◆ Texte affiché:
· · ·

La venue d’un portier de ta « trempe » en tant que doublure du LOSC a fait couler beaucoup d’encre au sujet de la rivalité qui existerait et des tensions qui pourraient naître entre Landreau et toi. Les rumeurs et les supputations, soit, mais en vérité, qu’en est-il ? L’ambiance et l’entente restent-elles tout de même bonnes ?
Dès lors que des contacts ont été noués avec le LOSC me concernant, Mickaël Landreau a été au courant. C’est une personne que je côtoie de par les matchs depuis près de neuf ans et avec qui je m’entends bien, il me semblait donc évident que je m’entretienne avec lui de ma venue dans son club. Nos relations sont très bonnes, c’est une personne qui m’a accueilli à bras ouverts au LOSC et qui m’aide lorsque j’en ai besoin concernant l’organisation du club. Sur ce qui est du terrain, honnêtement, on n’en parle pas, on a l’intelligence de ne pas le faire. J’ai énormément de respect pour ce qu’il a pu faire au LOSC : Arriver dans un club et remporter le championnat en même temps que la Coupe de France, y apporter son expérience et mettre en place certaines choses… On est transparents dans nos relations au quotidien et dans le travail, il n’y aucun soucis. On sait également tous deux qu’on est soumis aux choix de l’entraîneur, qu’on en est tributaires. J’ai été recruté pour un rôle bien précis, mais je suis quelqu’un de compétiteur, qui désire travailler, qui prend du plaisir à jouer et tenter d’être efficace. Je prends ce qu’on me donne et essaie d’être le meilleur possible lorsqu’on fait appel à moi.

· · ·

◆ Lignes de données:
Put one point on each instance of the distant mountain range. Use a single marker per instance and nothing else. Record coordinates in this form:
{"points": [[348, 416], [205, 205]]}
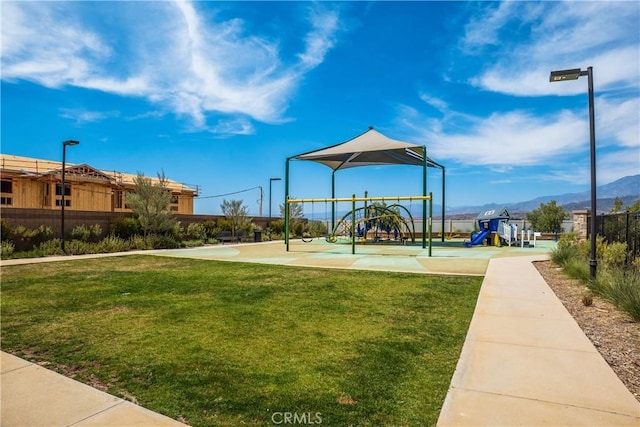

· · ·

◆ Consigne A:
Recopiez le passage du texte sur Landreau en commençant à « La venue d’un » et en terminant à « de même bonnes ? », en substituant « concurrence » à « rivalité ».
◆ Consigne B:
Condensez sous forme de liste le paragraphe du texte sur Landreau qui commence par « Dès lors que des contacts », en conservant ses faits principaux.
Ce matériel n'a aucun rapport avec le texte.

◆ Résultat A:
La venue d’un portier de ta « trempe » en tant que doublure du LOSC a fait couler beaucoup d’encre au sujet de la concurrence qui existerait et des tensions qui pourraient naître entre Landreau et toi. Les rumeurs et les supputations, soit, mais en vérité, qu’en est-il ? L’ambiance et l’entente restent-elles tout de même bonnes ?

◆ Résultat B:
- Mickaël Landreau a été informé dès les premiers contacts avec le LOSC.
- Nous nous côtoyons lors des matchs depuis près de neuf ans et nous nous entendons bien. J'ai donc parlé avec lui de ma venue.
- Nos relations sont très bonnes : il m'a accueilli à bras ouverts et m'aide pour l'organisation du club.
- Nous ne parlons pas du terrain.
- J'ai beaucoup de respect pour son parcours au LOSC : le championnat et la Coupe de France remportés, son expérience, ce qu'il a mis en place.
- Nous sommes transparents au quotidien et il n'y a aucun souci.
- Nous dépendons tous deux des choix de l'entraîneur.
- J'ai été recruté pour un rôle précis, mais je suis un compétiteur qui aime jouer et veut être efficace.
- Je prends ce qu'on me donne et je tente d'être le meilleur quand on fait appel à moi.